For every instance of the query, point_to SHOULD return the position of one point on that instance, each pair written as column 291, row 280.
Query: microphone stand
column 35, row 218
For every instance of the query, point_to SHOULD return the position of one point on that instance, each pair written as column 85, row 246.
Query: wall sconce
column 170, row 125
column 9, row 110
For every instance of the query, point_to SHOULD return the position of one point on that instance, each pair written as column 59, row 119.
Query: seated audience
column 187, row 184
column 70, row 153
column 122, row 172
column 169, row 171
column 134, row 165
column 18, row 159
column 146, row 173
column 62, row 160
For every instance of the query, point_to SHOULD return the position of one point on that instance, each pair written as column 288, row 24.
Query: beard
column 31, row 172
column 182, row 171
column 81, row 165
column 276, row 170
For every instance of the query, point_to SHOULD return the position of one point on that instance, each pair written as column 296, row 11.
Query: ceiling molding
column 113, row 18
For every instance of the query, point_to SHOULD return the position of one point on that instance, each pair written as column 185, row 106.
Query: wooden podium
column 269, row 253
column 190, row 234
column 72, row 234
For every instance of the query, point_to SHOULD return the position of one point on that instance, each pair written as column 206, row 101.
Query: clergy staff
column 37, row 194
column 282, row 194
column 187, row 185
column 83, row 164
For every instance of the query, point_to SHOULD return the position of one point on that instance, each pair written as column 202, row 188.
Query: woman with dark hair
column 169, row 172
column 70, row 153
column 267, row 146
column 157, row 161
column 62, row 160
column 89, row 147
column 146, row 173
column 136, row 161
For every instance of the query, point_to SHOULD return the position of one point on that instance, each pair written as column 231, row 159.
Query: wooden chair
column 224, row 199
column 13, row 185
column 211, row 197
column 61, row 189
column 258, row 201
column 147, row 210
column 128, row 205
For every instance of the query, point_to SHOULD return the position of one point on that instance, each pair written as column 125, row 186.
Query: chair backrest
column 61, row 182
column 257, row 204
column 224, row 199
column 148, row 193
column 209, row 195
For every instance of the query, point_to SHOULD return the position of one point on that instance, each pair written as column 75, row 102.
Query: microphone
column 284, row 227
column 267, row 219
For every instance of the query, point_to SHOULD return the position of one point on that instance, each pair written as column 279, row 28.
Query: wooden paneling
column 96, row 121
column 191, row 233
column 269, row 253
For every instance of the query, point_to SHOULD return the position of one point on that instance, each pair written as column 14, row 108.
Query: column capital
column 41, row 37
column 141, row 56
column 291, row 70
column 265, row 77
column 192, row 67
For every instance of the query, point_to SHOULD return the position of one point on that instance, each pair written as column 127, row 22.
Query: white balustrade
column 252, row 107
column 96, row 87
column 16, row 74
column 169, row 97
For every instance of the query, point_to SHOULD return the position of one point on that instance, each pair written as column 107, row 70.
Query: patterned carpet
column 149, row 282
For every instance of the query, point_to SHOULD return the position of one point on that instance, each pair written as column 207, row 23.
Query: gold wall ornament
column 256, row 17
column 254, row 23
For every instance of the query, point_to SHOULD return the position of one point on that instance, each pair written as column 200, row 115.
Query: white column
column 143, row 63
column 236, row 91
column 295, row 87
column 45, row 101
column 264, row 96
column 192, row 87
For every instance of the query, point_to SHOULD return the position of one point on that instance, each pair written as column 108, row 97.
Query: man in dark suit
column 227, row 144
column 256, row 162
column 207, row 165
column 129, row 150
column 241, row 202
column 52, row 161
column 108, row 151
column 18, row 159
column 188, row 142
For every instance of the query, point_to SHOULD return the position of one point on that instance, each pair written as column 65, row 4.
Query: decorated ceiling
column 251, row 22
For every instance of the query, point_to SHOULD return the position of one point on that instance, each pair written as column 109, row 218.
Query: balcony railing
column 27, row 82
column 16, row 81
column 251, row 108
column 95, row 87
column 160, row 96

-- WHAT YOU ARE ASKED TO DO --
All the data must be duplicated exactly, with nothing added or removed.

-- REPLY --
For every instance of the query, point_to SHOULD return the position of one point on that instance, each pair written as column 291, row 280.
Query: microphone stand
column 35, row 218
For every instance of the query, point_to SHOULD return the position of one point on that instance, each pair written as column 85, row 246.
Query: wall sconce
column 170, row 125
column 9, row 110
For every instance of the query, point_to SHOULD return the position of one point on that instance, each pair written as column 59, row 119.
Query: seated audience
column 187, row 184
column 70, row 153
column 122, row 172
column 169, row 171
column 134, row 165
column 18, row 159
column 146, row 173
column 62, row 160
For every instance of the query, point_to SHOULD return the position of one point on that instance, each pair written as column 288, row 24.
Query: beard
column 31, row 172
column 182, row 171
column 81, row 165
column 276, row 170
For every instance of the query, point_to SHOULD return the position of one point on that instance, each pair written as column 296, row 11.
Query: ceiling molding
column 113, row 18
For every instance of the query, point_to SHOULD return the position of one point on that instance, each pair written as column 185, row 106.
Query: wooden podium
column 269, row 253
column 190, row 234
column 72, row 234
For every instance of the query, point_to SHOULD return the position of one point on that instance, each pair written as column 206, row 101.
Query: clergy staff
column 37, row 194
column 282, row 194
column 187, row 185
column 83, row 164
For every instance of the query, point_to SHOULD return the position of one point on that instance, each pair written as column 202, row 188.
Query: woman with dark hair
column 169, row 172
column 70, row 153
column 267, row 146
column 157, row 161
column 62, row 160
column 89, row 147
column 146, row 173
column 136, row 161
For every instance of the query, point_to SHOULD return the position of one point on that instance, each pair written as column 231, row 159.
Query: wooden chair
column 224, row 199
column 13, row 185
column 211, row 197
column 61, row 189
column 258, row 201
column 147, row 210
column 128, row 205
For every instance of the query, point_to SHOULD return the position of one point on that instance, each pair written as column 125, row 186.
Query: chair backrest
column 61, row 182
column 257, row 204
column 224, row 199
column 148, row 193
column 209, row 195
For every instance of the query, point_to SHOULD return the position of one point on that instance, each pair written as column 75, row 102.
Query: microphone
column 284, row 227
column 267, row 219
For every instance of the query, point_to SHOULD return the position of one point on that instance, each pair written as column 279, row 28.
Query: wooden paneling
column 96, row 121
column 191, row 233
column 269, row 253
For every instance of the query, point_to SHOULD return the position of one point on that instance, each pair written as column 14, row 108.
Query: column capital
column 41, row 37
column 141, row 56
column 291, row 70
column 265, row 77
column 192, row 67
For every instance of the query, point_to SHOULD return the position of one point on that instance, each pair written as column 127, row 22.
Query: white balustrade
column 252, row 107
column 96, row 87
column 16, row 74
column 169, row 97
For every instance of the query, point_to SHOULD return the position of one point on that instance, each pair written as column 107, row 70.
Query: patterned carpet
column 149, row 282
For every instance of the query, point_to SHOULD return the position of one point on that instance, each pair written as column 207, row 23.
Query: gold wall ornament
column 256, row 17
column 254, row 23
For every instance of the query, point_to SHOULD return the position of one point on that instance, each pair written as column 200, row 115.
Query: white column
column 143, row 63
column 236, row 91
column 295, row 87
column 45, row 101
column 264, row 96
column 192, row 87
For every instance of the query, point_to SHOULD return the position of one point on that instance, each pair written as column 108, row 97.
Query: man in dark suit
column 227, row 144
column 256, row 162
column 207, row 165
column 129, row 150
column 241, row 202
column 52, row 161
column 108, row 151
column 18, row 159
column 188, row 142
For every instance of the query, point_to SHOULD return the position of one point on that instance, each pair written as column 65, row 4.
Query: decorated ceiling
column 251, row 22
For every instance of the query, point_to SHOULD return the position of one point on that instance, each pair written as column 109, row 218.
Query: balcony railing
column 27, row 82
column 16, row 81
column 251, row 108
column 95, row 87
column 160, row 96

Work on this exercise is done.